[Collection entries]
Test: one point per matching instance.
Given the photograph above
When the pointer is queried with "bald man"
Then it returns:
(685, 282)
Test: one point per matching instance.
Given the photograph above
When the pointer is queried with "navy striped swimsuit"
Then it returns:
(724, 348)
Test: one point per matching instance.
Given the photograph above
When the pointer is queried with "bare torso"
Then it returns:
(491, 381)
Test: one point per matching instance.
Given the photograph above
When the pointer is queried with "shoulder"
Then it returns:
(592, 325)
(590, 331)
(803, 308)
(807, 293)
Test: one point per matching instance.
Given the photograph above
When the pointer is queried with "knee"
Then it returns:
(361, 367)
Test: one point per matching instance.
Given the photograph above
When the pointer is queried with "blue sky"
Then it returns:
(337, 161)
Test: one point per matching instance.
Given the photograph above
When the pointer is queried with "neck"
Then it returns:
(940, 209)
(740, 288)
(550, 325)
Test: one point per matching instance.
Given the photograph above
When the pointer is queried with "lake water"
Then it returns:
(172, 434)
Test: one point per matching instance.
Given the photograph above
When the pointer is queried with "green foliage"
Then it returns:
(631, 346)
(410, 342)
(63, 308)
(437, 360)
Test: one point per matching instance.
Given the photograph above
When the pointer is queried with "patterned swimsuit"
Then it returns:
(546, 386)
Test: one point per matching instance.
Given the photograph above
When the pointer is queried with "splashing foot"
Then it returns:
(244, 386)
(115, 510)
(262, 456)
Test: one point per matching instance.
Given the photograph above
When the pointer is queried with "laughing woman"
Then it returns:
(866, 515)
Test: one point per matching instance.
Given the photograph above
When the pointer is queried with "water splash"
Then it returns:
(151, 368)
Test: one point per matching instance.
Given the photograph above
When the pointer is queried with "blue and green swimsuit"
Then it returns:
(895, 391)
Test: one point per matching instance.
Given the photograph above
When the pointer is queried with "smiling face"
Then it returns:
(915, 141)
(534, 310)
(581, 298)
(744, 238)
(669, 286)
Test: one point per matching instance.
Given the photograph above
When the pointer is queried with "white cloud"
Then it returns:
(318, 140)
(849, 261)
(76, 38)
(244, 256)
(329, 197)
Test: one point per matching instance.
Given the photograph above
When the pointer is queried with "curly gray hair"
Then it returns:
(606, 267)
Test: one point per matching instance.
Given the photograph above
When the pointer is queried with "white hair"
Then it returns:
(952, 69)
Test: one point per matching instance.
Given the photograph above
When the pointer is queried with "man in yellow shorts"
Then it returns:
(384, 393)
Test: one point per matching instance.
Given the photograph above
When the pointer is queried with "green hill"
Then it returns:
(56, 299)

» Exercise instructions
Copy out, from the data above, each line where the string "water" is present.

» Written response
When the pointer is queried with "lake water"
When the pointer is queried with "water splash"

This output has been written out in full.